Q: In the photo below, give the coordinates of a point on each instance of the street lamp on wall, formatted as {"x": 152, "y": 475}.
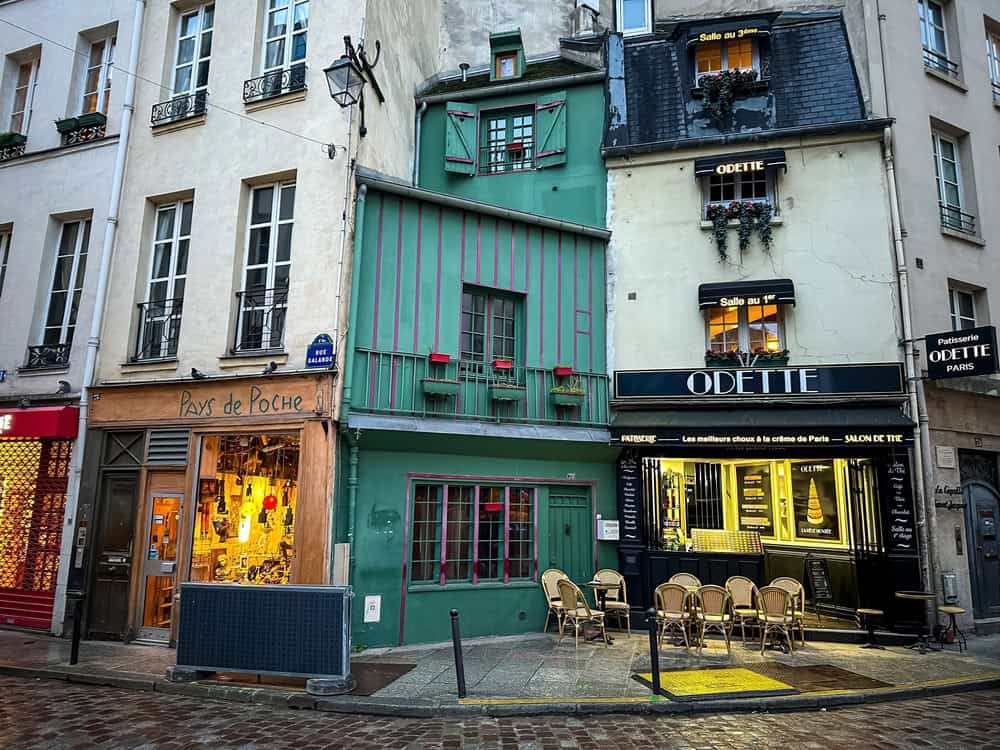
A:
{"x": 347, "y": 77}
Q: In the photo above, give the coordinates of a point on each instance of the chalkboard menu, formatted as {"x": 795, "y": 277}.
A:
{"x": 818, "y": 575}
{"x": 753, "y": 485}
{"x": 630, "y": 499}
{"x": 814, "y": 501}
{"x": 898, "y": 497}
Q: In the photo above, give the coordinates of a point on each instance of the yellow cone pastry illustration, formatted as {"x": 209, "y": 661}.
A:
{"x": 815, "y": 513}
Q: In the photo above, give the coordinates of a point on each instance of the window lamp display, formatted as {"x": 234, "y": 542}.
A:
{"x": 245, "y": 527}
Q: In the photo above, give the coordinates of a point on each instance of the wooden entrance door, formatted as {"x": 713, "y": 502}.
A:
{"x": 571, "y": 533}
{"x": 109, "y": 595}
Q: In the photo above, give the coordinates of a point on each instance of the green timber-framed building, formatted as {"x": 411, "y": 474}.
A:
{"x": 475, "y": 417}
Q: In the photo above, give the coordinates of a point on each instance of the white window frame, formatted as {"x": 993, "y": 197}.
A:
{"x": 4, "y": 257}
{"x": 937, "y": 138}
{"x": 993, "y": 57}
{"x": 29, "y": 97}
{"x": 65, "y": 332}
{"x": 173, "y": 243}
{"x": 927, "y": 39}
{"x": 104, "y": 77}
{"x": 648, "y": 15}
{"x": 743, "y": 328}
{"x": 724, "y": 45}
{"x": 770, "y": 182}
{"x": 271, "y": 7}
{"x": 956, "y": 311}
{"x": 274, "y": 224}
{"x": 196, "y": 59}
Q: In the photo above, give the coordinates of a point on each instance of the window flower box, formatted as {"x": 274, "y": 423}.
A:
{"x": 67, "y": 125}
{"x": 92, "y": 120}
{"x": 12, "y": 139}
{"x": 567, "y": 396}
{"x": 439, "y": 388}
{"x": 507, "y": 392}
{"x": 761, "y": 358}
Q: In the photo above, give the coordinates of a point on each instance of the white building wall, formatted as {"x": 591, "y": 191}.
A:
{"x": 51, "y": 183}
{"x": 833, "y": 241}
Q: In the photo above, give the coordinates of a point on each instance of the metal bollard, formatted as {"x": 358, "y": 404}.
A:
{"x": 456, "y": 640}
{"x": 74, "y": 649}
{"x": 654, "y": 650}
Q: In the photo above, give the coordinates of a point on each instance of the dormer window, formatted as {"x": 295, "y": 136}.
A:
{"x": 507, "y": 54}
{"x": 506, "y": 65}
{"x": 712, "y": 58}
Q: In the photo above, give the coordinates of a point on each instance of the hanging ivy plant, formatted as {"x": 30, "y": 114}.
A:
{"x": 720, "y": 92}
{"x": 764, "y": 213}
{"x": 751, "y": 217}
{"x": 719, "y": 216}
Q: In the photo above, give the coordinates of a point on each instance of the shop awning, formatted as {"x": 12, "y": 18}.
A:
{"x": 764, "y": 428}
{"x": 743, "y": 293}
{"x": 729, "y": 28}
{"x": 744, "y": 161}
{"x": 40, "y": 422}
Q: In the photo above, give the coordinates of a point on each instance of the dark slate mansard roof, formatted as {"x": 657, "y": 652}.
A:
{"x": 812, "y": 83}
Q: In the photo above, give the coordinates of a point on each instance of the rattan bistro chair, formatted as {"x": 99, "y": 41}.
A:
{"x": 685, "y": 579}
{"x": 672, "y": 612}
{"x": 775, "y": 616}
{"x": 797, "y": 592}
{"x": 715, "y": 612}
{"x": 550, "y": 587}
{"x": 744, "y": 592}
{"x": 576, "y": 610}
{"x": 616, "y": 600}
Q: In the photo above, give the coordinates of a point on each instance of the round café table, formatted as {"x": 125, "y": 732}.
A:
{"x": 923, "y": 643}
{"x": 601, "y": 590}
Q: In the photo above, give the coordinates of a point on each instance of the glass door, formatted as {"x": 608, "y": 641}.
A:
{"x": 159, "y": 567}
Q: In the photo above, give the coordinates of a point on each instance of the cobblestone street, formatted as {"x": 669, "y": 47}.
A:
{"x": 48, "y": 714}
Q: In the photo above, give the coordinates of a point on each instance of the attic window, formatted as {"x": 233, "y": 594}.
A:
{"x": 506, "y": 65}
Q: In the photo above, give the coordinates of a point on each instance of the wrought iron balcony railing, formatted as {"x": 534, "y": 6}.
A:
{"x": 953, "y": 217}
{"x": 396, "y": 383}
{"x": 159, "y": 329}
{"x": 275, "y": 83}
{"x": 938, "y": 62}
{"x": 260, "y": 320}
{"x": 179, "y": 108}
{"x": 48, "y": 356}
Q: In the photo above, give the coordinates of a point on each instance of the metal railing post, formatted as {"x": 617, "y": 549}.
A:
{"x": 654, "y": 651}
{"x": 456, "y": 639}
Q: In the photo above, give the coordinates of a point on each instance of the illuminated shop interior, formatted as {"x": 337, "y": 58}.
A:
{"x": 245, "y": 524}
{"x": 826, "y": 503}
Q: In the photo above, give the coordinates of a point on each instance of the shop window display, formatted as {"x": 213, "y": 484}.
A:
{"x": 245, "y": 526}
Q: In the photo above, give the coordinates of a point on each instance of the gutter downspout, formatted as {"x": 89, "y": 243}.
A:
{"x": 926, "y": 519}
{"x": 416, "y": 152}
{"x": 96, "y": 323}
{"x": 345, "y": 401}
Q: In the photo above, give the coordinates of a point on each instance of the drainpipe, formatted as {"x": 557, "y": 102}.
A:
{"x": 345, "y": 401}
{"x": 416, "y": 152}
{"x": 94, "y": 342}
{"x": 926, "y": 519}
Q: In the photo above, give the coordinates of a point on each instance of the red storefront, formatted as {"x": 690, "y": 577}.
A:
{"x": 36, "y": 445}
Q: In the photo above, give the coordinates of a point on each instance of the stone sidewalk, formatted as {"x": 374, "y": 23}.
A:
{"x": 523, "y": 674}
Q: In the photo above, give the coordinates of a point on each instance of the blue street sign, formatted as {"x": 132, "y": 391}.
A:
{"x": 320, "y": 352}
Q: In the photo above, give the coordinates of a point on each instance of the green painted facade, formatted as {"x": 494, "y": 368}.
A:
{"x": 500, "y": 448}
{"x": 486, "y": 608}
{"x": 572, "y": 191}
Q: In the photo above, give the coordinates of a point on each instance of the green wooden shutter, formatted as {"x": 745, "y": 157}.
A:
{"x": 460, "y": 138}
{"x": 550, "y": 125}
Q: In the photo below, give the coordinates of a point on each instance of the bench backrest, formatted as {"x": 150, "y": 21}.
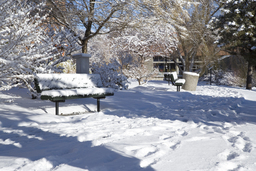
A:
{"x": 66, "y": 81}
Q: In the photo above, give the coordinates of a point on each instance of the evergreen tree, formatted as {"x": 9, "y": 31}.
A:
{"x": 237, "y": 31}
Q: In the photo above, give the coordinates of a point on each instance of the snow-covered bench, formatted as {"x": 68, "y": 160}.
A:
{"x": 175, "y": 80}
{"x": 60, "y": 87}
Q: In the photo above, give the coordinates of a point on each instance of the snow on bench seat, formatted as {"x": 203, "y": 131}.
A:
{"x": 75, "y": 92}
{"x": 60, "y": 87}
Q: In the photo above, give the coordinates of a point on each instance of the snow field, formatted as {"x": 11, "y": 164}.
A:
{"x": 150, "y": 127}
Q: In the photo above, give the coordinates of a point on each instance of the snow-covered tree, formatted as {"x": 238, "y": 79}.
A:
{"x": 27, "y": 47}
{"x": 237, "y": 31}
{"x": 143, "y": 44}
{"x": 92, "y": 17}
{"x": 198, "y": 39}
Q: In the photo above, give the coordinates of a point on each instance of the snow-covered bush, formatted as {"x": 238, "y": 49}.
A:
{"x": 27, "y": 46}
{"x": 229, "y": 78}
{"x": 110, "y": 75}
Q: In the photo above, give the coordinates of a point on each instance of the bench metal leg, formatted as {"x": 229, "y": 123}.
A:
{"x": 98, "y": 105}
{"x": 178, "y": 88}
{"x": 57, "y": 108}
{"x": 98, "y": 102}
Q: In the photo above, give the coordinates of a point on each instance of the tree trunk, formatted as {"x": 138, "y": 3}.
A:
{"x": 84, "y": 46}
{"x": 249, "y": 76}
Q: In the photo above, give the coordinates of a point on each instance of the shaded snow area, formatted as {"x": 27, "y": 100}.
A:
{"x": 145, "y": 128}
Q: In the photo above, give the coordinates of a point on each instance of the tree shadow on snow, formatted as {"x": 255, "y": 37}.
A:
{"x": 183, "y": 106}
{"x": 29, "y": 142}
{"x": 36, "y": 144}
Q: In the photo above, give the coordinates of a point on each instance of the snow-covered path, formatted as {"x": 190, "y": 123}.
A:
{"x": 149, "y": 127}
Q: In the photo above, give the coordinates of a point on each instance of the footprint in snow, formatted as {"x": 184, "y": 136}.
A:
{"x": 241, "y": 142}
{"x": 232, "y": 155}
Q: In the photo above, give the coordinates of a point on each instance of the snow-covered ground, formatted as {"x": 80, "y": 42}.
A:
--*--
▸ **What you will do**: Quote every line from the line containing "snow field, formatted" through the closing line of the listing, including both.

▸ **Answer to this task**:
Q: In the photo above, give the coordinates of a point on each instance of the snow field, formatted as {"x": 11, "y": 164}.
A:
{"x": 150, "y": 127}
Q: In the photo above, give the coordinates of a point on each instance of the snow-covered tree, formatted as {"x": 238, "y": 79}.
A:
{"x": 27, "y": 47}
{"x": 237, "y": 31}
{"x": 143, "y": 44}
{"x": 92, "y": 17}
{"x": 198, "y": 39}
Q: In the photo above, give the coordinates of a point on each instance of the snow-covered bush, formatted as {"x": 238, "y": 49}.
A:
{"x": 27, "y": 46}
{"x": 229, "y": 78}
{"x": 110, "y": 75}
Q: In the photo above, give the coordinates of a point on each instance of the bench metal leg, formatted as {"x": 229, "y": 123}.
A:
{"x": 98, "y": 105}
{"x": 178, "y": 88}
{"x": 57, "y": 108}
{"x": 98, "y": 102}
Q: In the photo above, give the coordinates of a point on each instance of the tree trunk, formatted as {"x": 138, "y": 3}.
A:
{"x": 84, "y": 46}
{"x": 249, "y": 76}
Q: In the photo above, give the coordinates of a point on each instance of the shaded snow area, formatted as {"x": 27, "y": 100}.
A:
{"x": 145, "y": 128}
Q: In the photo above, give the coordinates of a point on each instance of the tree shadow on snow, formatted as {"x": 255, "y": 37}.
A:
{"x": 183, "y": 106}
{"x": 29, "y": 142}
{"x": 36, "y": 144}
Q: In the photo above, give the coordinates of a point on each instance of the snow-covered path, formatted as {"x": 190, "y": 123}.
A:
{"x": 149, "y": 127}
Q: In the photo above, give the coordinates of a point on each instance of the footprint in snow, formatted as {"x": 184, "y": 136}.
A:
{"x": 241, "y": 142}
{"x": 232, "y": 155}
Q: In the photo above, give the coordinates of a point on each instance of the snow-covered ground, formatted as {"x": 80, "y": 42}.
A:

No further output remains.